ARTIKEL →
Trully, I'm Lonely....

   Kesepian. Itu satu kata yang tepat untuk menggambarkan keadaanku. Kanapa bisa kesepian? Karena pacarku sibuk dengan urusan kuliahnya. Dia jadi ketua ospek, dan dia selalu pulang malam.

   Yang membuatku jengkel, dia sekarang pakai nomor im3. Pulsaku sering tekor. Aku hanya dijatah sepuluh ribu untuk pulsa sebulan. Bagiku tidak jadi masalah karena sekarang sms ke sesama Flexi hanya 5000 sebulan. tapi tentu jadi masalah kalau terus-terusan sms ke nomor im3nya. Aku jadi kesal. Tetapi di matanya, aku tidak bisa mengerti dia. Bagaimana bisa mengerti? Bagiku semua yang dikatakannya tidak masuk akal. Aku ingin penjelasan. Sejelas-jelasnya. Aku tidak membencinya, aku sayang padanya. Tapi aku bingung dengan semua ini....

   Untunglah ada Sora-chan.. Setidak-tidaknya aku punya teman untuk berbagi.

DATA TERSEDIA →
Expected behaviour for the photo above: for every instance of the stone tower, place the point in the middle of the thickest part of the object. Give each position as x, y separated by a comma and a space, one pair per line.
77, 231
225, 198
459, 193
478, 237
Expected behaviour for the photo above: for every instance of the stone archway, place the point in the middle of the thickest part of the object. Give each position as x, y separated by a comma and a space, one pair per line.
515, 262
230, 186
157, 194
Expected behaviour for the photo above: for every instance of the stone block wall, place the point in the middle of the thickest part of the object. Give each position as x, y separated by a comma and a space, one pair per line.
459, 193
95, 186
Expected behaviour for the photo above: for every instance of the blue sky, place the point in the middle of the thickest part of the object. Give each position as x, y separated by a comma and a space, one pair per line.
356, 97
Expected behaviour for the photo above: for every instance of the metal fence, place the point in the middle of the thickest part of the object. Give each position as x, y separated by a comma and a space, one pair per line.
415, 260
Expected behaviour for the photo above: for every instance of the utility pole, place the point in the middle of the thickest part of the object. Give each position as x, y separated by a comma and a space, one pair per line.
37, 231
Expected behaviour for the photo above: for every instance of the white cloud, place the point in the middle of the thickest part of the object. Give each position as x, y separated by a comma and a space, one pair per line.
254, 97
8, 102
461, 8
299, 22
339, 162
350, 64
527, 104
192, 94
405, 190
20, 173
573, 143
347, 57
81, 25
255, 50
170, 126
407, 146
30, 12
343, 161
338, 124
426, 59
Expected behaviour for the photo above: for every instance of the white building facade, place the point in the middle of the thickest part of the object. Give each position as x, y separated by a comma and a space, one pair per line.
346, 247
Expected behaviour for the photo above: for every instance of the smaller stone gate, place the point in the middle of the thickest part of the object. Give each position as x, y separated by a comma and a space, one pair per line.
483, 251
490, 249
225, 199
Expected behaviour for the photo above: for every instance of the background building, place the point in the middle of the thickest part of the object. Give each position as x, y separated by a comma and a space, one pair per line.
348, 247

TUJUAN TUGAS → Tuliskan lanjutan artikel tentang rasa kesepian karena pacar yang sibuk kuliah, dimulai tepat setelah kalimat terakhirnya.

JAWABAN →
   Besok, aku akan menemui pacarku di kampusnya. Pertemuan pertama kami... Setelah berbulan-bulan terpisah sekian jauh, aku akan menemuinya. Seharusnya aku senang. Tapi entahlah.. Ada perasaan yang hampa. Aku bingung bagaimana harus berkata-kata saat bertemu dengannya nanti.

   Aku berharap yang terbaik untuk kami berdua.  Aku hanya ingin dia tahu kalau aku menyayanginya.. Justru lebih dari itu. Perasaanku adalah perasaan yang selama ini tidak boleh kami ucpakan sebelum terikat dalam ikatan suci....

  Itsumo aishiteru, Hanif-kun......



lonely

Saigo no Atashi wa Imouto-chan ga Imasu!

   Akhirnya, aku punya seseorang yang bisa melepaskan kesendirianku. Aku punya imoutou-chan nih... Bukan adik kandung memang, tapi aku anggap adik sendiri. Namanya Sora-chan. Lucu yah? Dia itu sebetulnya imouto-channya pacarku. Bukan adik kandungnya juga sih... Kok malah jadi membingungkan begini yah?? ^^" Mulai tadi malam, Sora-chan menyatakan bersedia menemani aku yang kesepian ditinggal pacarku yang sibuk terus-menerus.

   Arigatou gozaimasu, Sora-chan......

Mau ganti Judul

    Hm.. aku mau ganti judul blog nih.. Soalnya Discover My Stealth Dream kayaknya ga sesuai deh.. Aku ga bisa jujur sepenuhnya. Yah, ada yang mau aku ungkapkan di blogku ini. Tapi aku belum siap akan konsekuensinya. Jadi aku ini membohongi diri sendiri kan???

   Hai.. kira-kira ada yang mau kasih ide???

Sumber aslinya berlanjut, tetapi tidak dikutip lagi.